┏━━

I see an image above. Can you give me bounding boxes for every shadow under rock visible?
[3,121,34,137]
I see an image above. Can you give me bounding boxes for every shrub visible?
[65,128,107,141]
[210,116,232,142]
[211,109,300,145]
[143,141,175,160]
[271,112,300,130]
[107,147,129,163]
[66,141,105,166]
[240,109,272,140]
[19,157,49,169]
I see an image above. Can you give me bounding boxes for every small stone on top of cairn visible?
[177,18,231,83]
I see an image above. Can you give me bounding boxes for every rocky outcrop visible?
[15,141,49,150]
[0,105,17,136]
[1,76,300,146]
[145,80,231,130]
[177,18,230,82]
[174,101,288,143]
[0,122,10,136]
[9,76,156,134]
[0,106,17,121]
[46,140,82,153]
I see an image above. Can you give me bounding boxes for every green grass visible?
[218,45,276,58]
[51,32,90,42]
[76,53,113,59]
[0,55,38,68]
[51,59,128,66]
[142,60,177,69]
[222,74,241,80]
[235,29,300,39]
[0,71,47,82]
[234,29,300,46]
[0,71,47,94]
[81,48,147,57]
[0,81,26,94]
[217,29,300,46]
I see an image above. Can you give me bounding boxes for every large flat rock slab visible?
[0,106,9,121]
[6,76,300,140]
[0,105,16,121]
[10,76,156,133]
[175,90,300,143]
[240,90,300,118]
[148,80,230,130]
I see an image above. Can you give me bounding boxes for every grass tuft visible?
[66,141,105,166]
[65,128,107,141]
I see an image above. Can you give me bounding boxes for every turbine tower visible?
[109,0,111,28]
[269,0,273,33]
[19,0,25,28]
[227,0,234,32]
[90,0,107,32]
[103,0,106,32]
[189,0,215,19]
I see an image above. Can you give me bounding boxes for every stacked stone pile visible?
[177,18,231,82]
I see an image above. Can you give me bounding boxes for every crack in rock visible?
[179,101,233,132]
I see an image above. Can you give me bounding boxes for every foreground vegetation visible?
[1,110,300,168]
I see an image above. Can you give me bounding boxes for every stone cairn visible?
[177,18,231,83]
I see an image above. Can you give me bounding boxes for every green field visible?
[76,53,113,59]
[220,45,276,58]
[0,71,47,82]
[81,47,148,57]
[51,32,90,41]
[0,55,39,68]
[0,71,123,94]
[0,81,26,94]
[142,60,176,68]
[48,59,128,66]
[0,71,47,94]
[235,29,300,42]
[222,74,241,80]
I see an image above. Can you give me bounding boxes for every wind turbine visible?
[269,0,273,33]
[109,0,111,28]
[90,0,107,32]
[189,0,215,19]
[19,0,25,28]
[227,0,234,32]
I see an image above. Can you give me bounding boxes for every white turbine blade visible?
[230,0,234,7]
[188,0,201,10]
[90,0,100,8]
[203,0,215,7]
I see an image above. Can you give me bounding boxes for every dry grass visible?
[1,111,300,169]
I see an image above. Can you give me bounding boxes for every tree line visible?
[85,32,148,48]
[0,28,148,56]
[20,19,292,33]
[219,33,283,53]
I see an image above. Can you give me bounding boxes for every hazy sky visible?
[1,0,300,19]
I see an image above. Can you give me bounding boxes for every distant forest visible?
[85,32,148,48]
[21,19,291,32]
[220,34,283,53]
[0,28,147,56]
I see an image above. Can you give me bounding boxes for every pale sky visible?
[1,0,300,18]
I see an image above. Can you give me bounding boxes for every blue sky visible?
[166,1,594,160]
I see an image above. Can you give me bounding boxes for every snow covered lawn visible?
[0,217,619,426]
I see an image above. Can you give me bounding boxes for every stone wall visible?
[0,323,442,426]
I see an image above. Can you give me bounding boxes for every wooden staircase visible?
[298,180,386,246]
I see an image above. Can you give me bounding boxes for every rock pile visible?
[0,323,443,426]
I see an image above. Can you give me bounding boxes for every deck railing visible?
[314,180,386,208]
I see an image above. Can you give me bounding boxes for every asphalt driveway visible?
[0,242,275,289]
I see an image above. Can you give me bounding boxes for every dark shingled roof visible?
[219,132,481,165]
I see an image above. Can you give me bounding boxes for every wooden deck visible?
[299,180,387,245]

┗━━

#### Instructions to follow:
Restate the whole of the data exactly.

#### Answer space:
I see an image above. Can you give me bounding boxes for every shadow under rock visible?
[3,121,34,137]
I see an image above. Can you give me bounding boxes for every shrub visible?
[65,128,107,141]
[210,116,232,142]
[211,109,300,145]
[143,141,175,160]
[271,112,300,130]
[107,147,129,163]
[66,141,105,166]
[240,109,272,140]
[19,157,49,169]
I see an image above. Can you give me bounding boxes for every small stone on top of cairn visible?
[177,18,231,83]
I see an image above. Can you give me bounding boxes for every rocky outcrop visible?
[15,141,49,150]
[0,105,17,136]
[1,76,300,146]
[145,80,231,130]
[177,18,230,82]
[174,101,288,143]
[0,122,10,136]
[9,76,156,134]
[0,106,17,121]
[46,140,82,153]
I see an image above. Can you give me bounding boxes for every green grass visible?
[218,45,276,58]
[51,32,90,42]
[76,53,113,59]
[0,55,38,68]
[51,59,128,66]
[142,60,177,69]
[222,74,241,80]
[235,29,300,39]
[0,71,47,82]
[234,29,300,46]
[0,71,47,94]
[81,48,147,57]
[0,81,26,94]
[217,29,300,46]
I see an image above. Can you give me bounding boxes for every large flat rock slab visible?
[0,106,9,121]
[6,76,300,140]
[0,105,16,121]
[10,76,156,133]
[175,90,300,143]
[240,90,300,118]
[148,80,230,130]
I see an image above. Can you give me bounding boxes for every grass tuft visible?
[66,141,105,166]
[65,128,107,141]
I see an image above. Can you give me bounding boxes for every turbine tower visible?
[109,0,111,28]
[269,0,273,33]
[19,0,25,28]
[227,0,234,32]
[90,0,107,32]
[103,0,106,32]
[189,0,215,19]
I see an image above. Can you give me bounding boxes for every stacked stone pile visible?
[177,18,231,82]
I see an image above. Can you give me bounding boxes for every crack in rock visible?
[179,101,233,132]
I see an image above. Can you give me bounding boxes for every foreground vegetation visible?
[1,110,300,168]
I see an image above. Can you give me bounding boxes for every stone cairn visible?
[177,18,231,83]
I see an image above. Can you give me bounding boxes for every green field visible?
[76,53,113,59]
[220,45,276,58]
[0,71,47,82]
[81,47,148,57]
[51,32,90,41]
[0,55,39,68]
[0,71,123,94]
[0,81,26,94]
[142,60,176,68]
[48,59,128,66]
[0,71,47,94]
[235,29,300,42]
[222,74,241,80]
I see an image above. Can you give me bounding boxes for every wind turbine visible?
[269,0,273,33]
[109,0,111,28]
[90,0,107,32]
[189,0,215,19]
[19,0,25,28]
[227,0,234,32]
I see an image above. Can you give me bounding boxes for every white turbine blade visible?
[230,0,234,7]
[188,0,201,10]
[90,0,100,8]
[203,0,215,7]
I see an image above. Can you give me bounding boxes for every dry grass visible?
[1,111,300,169]
I see an image above. Can you give me bounding boxes for every tree line visible?
[85,32,148,48]
[0,28,148,56]
[20,19,292,33]
[219,33,283,53]
I see an image above. Can you give me bounding boxes for every hazy sky visible?
[1,0,300,19]
I see an image above. Can you give me bounding boxes for every distant forest visible?
[85,32,148,48]
[21,19,291,32]
[220,34,283,53]
[0,28,147,56]
I see an image above. Can you give me bounding boxes for every pale sky visible?
[1,0,300,18]
I see an image above. Can you give me bounding boxes for every blue sky visible?
[166,1,594,160]
I see an image above. Can you give me bounding boxes for every snow covered lawn visible?
[0,217,619,426]
I see an image above. Can you give me bounding boxes for every stone wall visible?
[0,323,442,426]
I see an image above. Can you give me bounding boxes for every wooden staircase visible?
[298,180,386,246]
I see an image above. Can you give me bounding boxes for every rock pile visible?
[0,323,443,426]
I see an image above. Can you give me bounding boxes for every deck railing visible?
[314,180,386,208]
I see an image above. Can you give me bounding boxes for every asphalt driveway visible?
[0,242,275,289]
I see an image above. Can you give me bounding boxes for every dark shingled roof visible?
[219,132,481,165]
I see an image above. Can you give me bounding boxes for every wooden deck visible?
[299,180,387,245]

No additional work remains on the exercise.